- **SELECTED EXCERPT**:

#####

At some point, I had typed in a bit about the physical interfaces present on both the SAS and Fibre drives. I appears that I ran roughshod over that particular point which, upon thinking about it, is a very important dimension of drive reliability.
As noted previously, SAS drives use an amended SATA data+power connectivity schema. Instead of a notch between the data and power connections as present on SATA drives, SAS drives simply “bridge” that gap with an extra helping of plastic. This not only turns the somewhat flimsy SATA connectors into a more robust solution, it also requires that the host connector support that bridging. Interesting note here is that the SAS host connector supports SATA drives but SATA host connectors will not support SAS. This is somewhat assuaged by various host implementations (i.e. using a SAS connector on a backplane with discrete SATA data connectivity from the backplane to the mainboard) but generally, this is the rule. The SAS drives feature a male connectivity block which is mated to a female SAS connectivity block on the host system. Pretty basic stuff.

#####

- **ACTIONS TO TAKE**:
**1)** Return a section of the drive connector passage, starting with "As noted previously, SAS" and going on through "Pretty basic stuff.".
**2)** For each statement, say yes or no according to the drive connector passage, and quote the words that decide it: (a) A SAS host connector supports SATA drives. (b) SATA drives have no notch between the data and power connections. (c) SAS drives carry a female connectivity block.
The material that comes next has no connection to the drive connector passage.

- **PROVIDED MATERIAL**:
#####

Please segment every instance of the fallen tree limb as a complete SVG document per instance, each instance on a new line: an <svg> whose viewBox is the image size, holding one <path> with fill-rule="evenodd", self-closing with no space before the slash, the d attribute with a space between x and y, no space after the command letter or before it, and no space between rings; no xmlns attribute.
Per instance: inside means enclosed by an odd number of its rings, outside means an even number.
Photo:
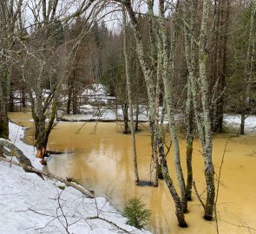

#####

- **RESPONSES PER TASK**:
**1)**
As noted previously, SAS drives use an amended SATA data+power connectivity schema. Instead of a notch between the data and power connections as present on SATA drives, SAS drives simply “bridge” that gap with an extra helping of plastic. This not only turns the somewhat flimsy SATA connectors into a more robust solution, it also requires that the host connector support that bridging. Interesting note here is that the SAS host connector supports SATA drives but SATA host connectors will not support SAS. This is somewhat assuaged by various host implementations (i.e. using a SAS connector on a backplane with discrete SATA data connectivity from the backplane to the mainboard) but generally, this is the rule. The SAS drives feature a male connectivity block which is mated to a female SAS connectivity block on the host system. Pretty basic stuff.

**2)**
(a) Yes: "the SAS host connector supports SATA drives"
(b) No: "Instead of a notch between the data and power connections as present on SATA drives"
(c) No: "The SAS drives feature a male connectivity block which is mated to a female SAS connectivity block on the host system."